> _Problem description_: Please restate each entry that follows word for word.

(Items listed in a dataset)
====

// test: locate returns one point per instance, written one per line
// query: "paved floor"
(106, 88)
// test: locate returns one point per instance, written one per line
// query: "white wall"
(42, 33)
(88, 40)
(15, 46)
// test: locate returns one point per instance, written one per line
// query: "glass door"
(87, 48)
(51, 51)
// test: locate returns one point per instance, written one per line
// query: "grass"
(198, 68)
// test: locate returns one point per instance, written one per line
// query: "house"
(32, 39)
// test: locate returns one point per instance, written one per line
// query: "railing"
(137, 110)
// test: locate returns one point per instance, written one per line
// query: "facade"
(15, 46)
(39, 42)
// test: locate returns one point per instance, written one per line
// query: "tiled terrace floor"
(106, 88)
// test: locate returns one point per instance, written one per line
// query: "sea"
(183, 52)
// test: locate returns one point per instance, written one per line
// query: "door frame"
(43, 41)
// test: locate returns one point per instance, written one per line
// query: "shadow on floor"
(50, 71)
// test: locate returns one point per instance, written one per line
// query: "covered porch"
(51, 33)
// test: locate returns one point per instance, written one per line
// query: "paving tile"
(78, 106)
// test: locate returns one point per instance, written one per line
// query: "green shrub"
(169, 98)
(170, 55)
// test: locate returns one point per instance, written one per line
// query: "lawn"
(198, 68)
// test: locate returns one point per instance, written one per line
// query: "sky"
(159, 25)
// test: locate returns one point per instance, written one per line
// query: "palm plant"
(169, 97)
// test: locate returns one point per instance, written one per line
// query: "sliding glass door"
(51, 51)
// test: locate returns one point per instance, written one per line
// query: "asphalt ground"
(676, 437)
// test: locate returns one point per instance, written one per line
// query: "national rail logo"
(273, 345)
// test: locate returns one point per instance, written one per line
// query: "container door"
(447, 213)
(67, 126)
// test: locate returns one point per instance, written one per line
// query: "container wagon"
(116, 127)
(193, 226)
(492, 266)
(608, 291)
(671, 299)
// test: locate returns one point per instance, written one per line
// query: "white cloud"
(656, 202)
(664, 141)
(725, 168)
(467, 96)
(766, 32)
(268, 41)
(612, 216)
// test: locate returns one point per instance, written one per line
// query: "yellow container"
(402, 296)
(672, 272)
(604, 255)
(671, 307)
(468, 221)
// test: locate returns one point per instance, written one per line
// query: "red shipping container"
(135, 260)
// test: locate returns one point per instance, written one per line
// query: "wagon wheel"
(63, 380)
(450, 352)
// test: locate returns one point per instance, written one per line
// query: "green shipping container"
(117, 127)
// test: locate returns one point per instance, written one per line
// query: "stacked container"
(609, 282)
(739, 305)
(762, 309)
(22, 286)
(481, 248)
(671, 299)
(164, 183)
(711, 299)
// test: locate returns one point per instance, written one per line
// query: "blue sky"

====

> _Problem solution_:
// test: locate returns one point per instance, written one per line
// query: "paved floor"
(106, 88)
// test: locate returns one point per instance, written one per line
// query: "white wall"
(42, 33)
(88, 40)
(15, 46)
// test: locate returns one point per instance, written one per line
// query: "glass door"
(87, 48)
(51, 51)
// test: locate returns one point per instance, written one per line
// query: "grass"
(198, 68)
// test: locate returns one point per instance, written one per line
// query: "house"
(32, 39)
// test: locate returns one point per instance, written one per line
// query: "railing"
(137, 110)
// test: locate returns one point per instance, written one per line
// query: "facade"
(15, 46)
(39, 42)
// test: locate returns one point per instance, written one per line
// query: "tiled terrace floor"
(106, 88)
// test: locate returns one point per instance, written one per line
// query: "sea"
(183, 52)
// test: locate returns one point per instance, written one per line
// query: "door frame"
(43, 41)
// test: locate returns one point per instance, written one per line
// query: "shadow on floor"
(50, 71)
// test: locate returns one point per instance, written one per line
// query: "covered porch"
(51, 33)
// test: locate returns one point per instance, written one per line
// query: "paving tile"
(78, 106)
// test: locate returns one point per instance, written one per line
// query: "green shrub"
(169, 98)
(170, 55)
// test: locate returns one point per instance, written one per line
// query: "lawn"
(198, 68)
// test: locate returns one point per instance, written one per line
// query: "sky"
(159, 25)
// test: locate returns one point per instance, written one per line
// query: "palm plant"
(169, 97)
// test: locate returns one point per instance, written one per line
// query: "sliding glass door"
(51, 51)
// test: locate returns one point per instance, written one per line
// query: "asphalt ground"
(676, 437)
// test: locate returns one point per instance, written one per line
// query: "national rail logo"
(273, 345)
// test: locate returns one point per instance, written one per line
// query: "container door"
(447, 213)
(67, 126)
// test: locate returns one point per instance, written one per line
// query: "container wagon"
(116, 127)
(193, 226)
(492, 266)
(608, 291)
(671, 299)
// test: locate returns one point per instance, written one per line
// query: "white cloud"
(656, 202)
(664, 141)
(725, 168)
(467, 96)
(766, 32)
(268, 41)
(612, 216)
// test: locate returns one point per instance, written one per line
// query: "yellow container"
(402, 296)
(672, 272)
(604, 255)
(671, 307)
(468, 221)
// test: locate returns one point per instance, written one per line
// query: "red shipping container"
(135, 260)
// test: locate returns one point per instance, written one per line
// query: "wagon wheel"
(63, 380)
(450, 352)
// test: locate returns one point per instance, written one per line
// query: "green shipping container"
(117, 127)
// test: locate returns one point per instance, written one per line
// query: "stacked container"
(609, 282)
(739, 305)
(762, 309)
(22, 286)
(481, 248)
(671, 299)
(164, 183)
(711, 299)
// test: locate returns one point per instance, written one per line
// query: "blue sky"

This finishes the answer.